__STATED EXERCISE__
Repeat the whole of the data, keeping every detail the same.

# INFORMATION GIVEN start

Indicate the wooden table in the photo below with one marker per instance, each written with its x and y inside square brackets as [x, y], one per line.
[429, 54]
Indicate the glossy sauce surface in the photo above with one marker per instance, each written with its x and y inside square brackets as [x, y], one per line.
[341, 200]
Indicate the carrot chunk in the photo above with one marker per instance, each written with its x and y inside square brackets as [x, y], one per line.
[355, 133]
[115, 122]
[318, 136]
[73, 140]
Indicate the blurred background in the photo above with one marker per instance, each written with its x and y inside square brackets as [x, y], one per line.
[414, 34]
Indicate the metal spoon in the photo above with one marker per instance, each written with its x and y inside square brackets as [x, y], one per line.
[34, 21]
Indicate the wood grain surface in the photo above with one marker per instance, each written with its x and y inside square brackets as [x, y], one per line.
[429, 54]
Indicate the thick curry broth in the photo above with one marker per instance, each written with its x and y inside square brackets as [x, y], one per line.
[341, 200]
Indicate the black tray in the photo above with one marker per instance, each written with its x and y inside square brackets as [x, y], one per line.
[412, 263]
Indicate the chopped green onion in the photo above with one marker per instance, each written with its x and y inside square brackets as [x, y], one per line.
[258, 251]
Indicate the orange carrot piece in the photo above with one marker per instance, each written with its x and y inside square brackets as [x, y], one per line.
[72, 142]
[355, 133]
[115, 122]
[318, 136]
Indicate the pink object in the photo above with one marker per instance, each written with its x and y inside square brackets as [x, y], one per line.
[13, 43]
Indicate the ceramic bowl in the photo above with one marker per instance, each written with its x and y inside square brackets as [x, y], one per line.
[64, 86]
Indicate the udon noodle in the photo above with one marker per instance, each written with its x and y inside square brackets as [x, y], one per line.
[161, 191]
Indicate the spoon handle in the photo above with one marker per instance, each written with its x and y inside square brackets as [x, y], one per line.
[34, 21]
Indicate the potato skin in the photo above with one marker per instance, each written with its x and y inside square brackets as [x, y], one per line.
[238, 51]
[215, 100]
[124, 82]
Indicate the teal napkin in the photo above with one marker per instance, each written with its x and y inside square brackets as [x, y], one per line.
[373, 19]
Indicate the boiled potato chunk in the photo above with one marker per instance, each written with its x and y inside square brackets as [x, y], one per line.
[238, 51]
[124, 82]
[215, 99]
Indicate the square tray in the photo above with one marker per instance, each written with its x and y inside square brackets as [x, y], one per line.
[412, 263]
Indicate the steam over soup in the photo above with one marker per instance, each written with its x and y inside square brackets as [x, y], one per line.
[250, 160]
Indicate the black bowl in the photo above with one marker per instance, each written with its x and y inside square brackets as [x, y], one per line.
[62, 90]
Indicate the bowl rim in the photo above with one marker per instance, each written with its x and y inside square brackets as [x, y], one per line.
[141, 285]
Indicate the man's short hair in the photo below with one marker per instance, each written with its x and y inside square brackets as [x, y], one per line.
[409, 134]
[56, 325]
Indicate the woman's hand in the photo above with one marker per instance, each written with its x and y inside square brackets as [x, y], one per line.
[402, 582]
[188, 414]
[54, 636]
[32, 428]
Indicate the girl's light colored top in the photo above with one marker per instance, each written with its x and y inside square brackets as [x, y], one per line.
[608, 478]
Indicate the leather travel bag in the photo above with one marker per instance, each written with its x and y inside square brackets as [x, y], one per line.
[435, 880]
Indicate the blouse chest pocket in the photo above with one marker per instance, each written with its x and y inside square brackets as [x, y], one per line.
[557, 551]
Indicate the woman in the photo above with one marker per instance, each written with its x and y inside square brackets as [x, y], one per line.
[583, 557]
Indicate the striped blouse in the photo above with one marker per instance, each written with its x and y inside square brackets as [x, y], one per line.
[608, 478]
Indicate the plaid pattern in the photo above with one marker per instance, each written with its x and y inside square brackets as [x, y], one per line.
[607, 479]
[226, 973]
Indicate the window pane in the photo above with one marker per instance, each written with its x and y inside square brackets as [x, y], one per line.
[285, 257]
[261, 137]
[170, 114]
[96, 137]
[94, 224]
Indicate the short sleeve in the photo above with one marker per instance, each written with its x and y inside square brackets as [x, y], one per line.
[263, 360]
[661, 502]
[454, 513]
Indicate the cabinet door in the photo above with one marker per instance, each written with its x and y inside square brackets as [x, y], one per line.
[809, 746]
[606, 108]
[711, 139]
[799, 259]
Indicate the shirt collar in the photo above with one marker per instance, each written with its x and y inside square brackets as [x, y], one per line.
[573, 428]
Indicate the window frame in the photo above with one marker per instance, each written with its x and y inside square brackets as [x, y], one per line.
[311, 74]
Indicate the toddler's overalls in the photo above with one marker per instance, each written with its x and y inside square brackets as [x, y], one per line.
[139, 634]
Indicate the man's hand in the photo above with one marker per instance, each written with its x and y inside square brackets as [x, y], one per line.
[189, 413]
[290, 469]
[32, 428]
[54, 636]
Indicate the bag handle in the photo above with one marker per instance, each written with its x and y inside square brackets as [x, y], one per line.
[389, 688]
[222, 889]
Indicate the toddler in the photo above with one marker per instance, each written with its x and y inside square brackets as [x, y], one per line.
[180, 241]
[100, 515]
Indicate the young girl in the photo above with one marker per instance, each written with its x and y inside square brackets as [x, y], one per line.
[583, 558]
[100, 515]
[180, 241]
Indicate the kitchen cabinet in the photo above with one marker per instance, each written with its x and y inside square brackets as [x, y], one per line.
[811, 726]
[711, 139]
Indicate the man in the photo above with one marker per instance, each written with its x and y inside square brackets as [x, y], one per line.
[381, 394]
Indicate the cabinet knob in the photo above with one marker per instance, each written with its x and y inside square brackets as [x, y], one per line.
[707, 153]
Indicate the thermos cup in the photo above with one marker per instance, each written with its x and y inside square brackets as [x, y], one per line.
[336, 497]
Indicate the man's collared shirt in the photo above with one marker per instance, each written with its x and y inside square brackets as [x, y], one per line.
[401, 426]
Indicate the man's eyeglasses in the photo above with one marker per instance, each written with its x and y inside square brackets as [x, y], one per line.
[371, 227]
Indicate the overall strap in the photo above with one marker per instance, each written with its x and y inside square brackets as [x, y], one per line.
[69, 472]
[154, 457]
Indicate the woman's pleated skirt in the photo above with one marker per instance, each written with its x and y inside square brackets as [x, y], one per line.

# INFORMATION GIVEN end

__EXERCISE OUTPUT__
Indicate the wooden table in the photo below with one marker per instance, each written with its x and y inside square brackets as [x, y], one per line.
[429, 54]
Indicate the glossy sauce surface in the photo above with one marker per instance, each written with its x and y inside square brackets as [x, y], one per line.
[341, 200]
Indicate the carrot chunk in the photo above with one marker per instance, each written with its x and y inside square brackets as [x, y], one per line.
[355, 133]
[115, 122]
[318, 136]
[73, 140]
Indicate the blurred background in the photo above with one marker per instance, each written with its x and y inside square brackets as [x, y], one per line.
[414, 34]
Indicate the metal spoon in the photo above with one marker per instance, each written with its x and y inside square brackets as [x, y], one per line.
[34, 21]
Indicate the wood grain surface in the photo above with one marker per instance, each written with its x and y inside square brackets as [x, y], one per line.
[429, 54]
Indicate the thick curry broth in the photo above with one marker per instance, each written with its x and y inside square brackets as [x, y], one per line.
[341, 200]
Indicate the black tray in the photo above with one marker per instance, each written with its x and y inside square brackets as [x, y], one per line.
[412, 263]
Indicate the chopped green onion in the photo above with one marker per instance, each written with its x and y inside square brackets as [x, y], one per line.
[258, 251]
Indicate the orange carrot piece in the photo above with one marker per instance, each written with its x and y inside square brackets as [x, y], one per line.
[72, 142]
[355, 133]
[115, 122]
[318, 136]
Indicate the pink object in the photo above with one marker per instance, each written with its x and y inside square brackets as [x, y], one per line.
[13, 43]
Indicate the ceramic bowl in the photo above with one marker per instance, each written with its x and y inside square brackets as [x, y], one per line.
[64, 86]
Indicate the udon noodle in the photo above with one marker per instance, each written with its x and y inside square brackets as [x, y], one per line.
[161, 191]
Indicate the spoon handle in the photo above with one marker per instance, each written with its x and y inside square brackets as [x, y], one per line.
[34, 21]
Indicate the potato skin in the photo above with one marker per instance, each written with its x and y inside square brackets as [x, y], one per line.
[238, 51]
[215, 100]
[124, 82]
Indicate the teal napkin in the photo above with one marker per instance, each written with its x and y inside square brackets as [x, y], one per line.
[373, 19]
Indicate the boiled potato chunk in the photo above with one marker per instance, each written with its x and y inside square brackets as [x, y], one per line.
[238, 51]
[124, 82]
[215, 99]
Indicate the square tray in the photo above with one marker per instance, each written with its x and y inside square brackets as [x, y], one per line.
[412, 263]
Indicate the steam over soup in the photo above with one marker per instance, each written with its x and y inside square brackets as [x, y], one per line.
[250, 160]
Indicate the black bowl in the photo above with one marker per instance, each written with its x and y inside square brackets as [x, y], one per line.
[62, 90]
Indicate the bowl rim in the photo above with one marker per instance, each written with its x and y inside square brackets as [x, y], one per line.
[141, 285]
Indicate the man's short hair in the photo below with one marker per instance, each written with its x and y inside square brackets as [x, y], one per line.
[409, 134]
[56, 325]
Indicate the woman's hand in the photo above with one marker per instance, each written with its x and y inside square brackets as [x, y], one per line.
[402, 582]
[188, 414]
[54, 636]
[32, 428]
Indicate the girl's light colored top in the photo above with one marker per instance, each written with its x and y inside square brackets as [x, y], one per line.
[608, 478]
Indicate the leather travel bag in the photo above with one marker per instance, each written with its x and y inside square brackets as [x, y], one per line.
[435, 880]
Indicate the blouse chest pocket in the photo above with one marker per instance, each written with its x and y inside square brackets as [x, y], one per line.
[557, 551]
Indicate the woman in the photo above with one marker per instance, each written with its x and y inside square brackets as [x, y], one per line.
[583, 557]
Indicate the striped blouse in the photo above with one marker per instance, each written with its x and y inside square brackets as [x, y], one per line.
[608, 478]
Indicate the plaid pattern in the photo above with one marker per instance, each written with its x and y inside square brackets as [x, y], one per line.
[607, 479]
[226, 973]
Indicate the window pane in the photo above with one marker per instance, each written with its x and y inside square brackets as [x, y], one per line.
[285, 257]
[261, 137]
[170, 114]
[96, 137]
[94, 224]
Indicate the short sleeve in the photo above with one marker per instance, each written with its x and y inside square brackets as [x, y], one per line.
[263, 360]
[661, 502]
[454, 513]
Indicate the cabinet door in the photo above with one marker per instance, each written with its x and y inside square brackets as [x, y], one per line.
[809, 746]
[606, 108]
[711, 139]
[799, 259]
Indicate the shirt collar in the photo above with one marker per instance, each written with its x and y inside square brackets as [x, y], one per line.
[573, 428]
Indicate the window frame in the photo above with one marker per instance, each written with its x and y inside square brackets as [x, y], one per line.
[311, 74]
Indicate the toddler's overalls in the photo above with one marker per instance, each written with its x and y inside square brackets as [x, y], one per line.
[139, 634]
Indicate the man's hand in the photo above with one marker per instance, each written with its x and y inside square brackets as [x, y], one per line.
[189, 413]
[290, 469]
[32, 428]
[54, 636]
Indicate the bag handle in the photo above with one marker per instance, each written with its x and y inside square brackets as [x, y], one per line.
[389, 688]
[222, 889]
Indicate the toddler in the photo above with one marker per instance, each written with its x and y inside square brackets as [x, y], one per line.
[180, 241]
[100, 515]
Indicate the young girl in the photo above with one marker per instance, each written with its x and y inside square brackets as [x, y], one per line.
[583, 558]
[100, 515]
[180, 241]
Indicate the kitchen cabinet in the photo above with one marker per instance, each written with its x and y inside square brackets as [x, y], one per line.
[811, 726]
[711, 139]
Indicate the man in the photo above with one marker per instance, each written with its x and y inside square brackets as [x, y], one per line.
[381, 394]
Indicate the cabinet knob in the photo above with one marker per instance, each written with its x and y inside square brackets as [x, y], one per line.
[707, 153]
Indicate the thermos cup in the photo above with one marker per instance, each written with its x and y inside square brackets as [x, y], one per line.
[336, 497]
Indicate the man's collared shirt in the photo above with one marker per instance, each written with its x and y inside square brackets as [x, y], one per line.
[401, 426]
Indicate the man's eyeglasses in the photo above with one marker per instance, each written with its x and y inside square brackets as [x, y], one per line.
[371, 227]
Indicate the overall strap in the photo above with one marker per instance, each written with its x and y inside square brackets as [x, y], one per line.
[69, 472]
[154, 457]
Indicate the woman's pleated skirt in the photo above with one marker per instance, each written with its x and y inside square brackets as [x, y], one per line.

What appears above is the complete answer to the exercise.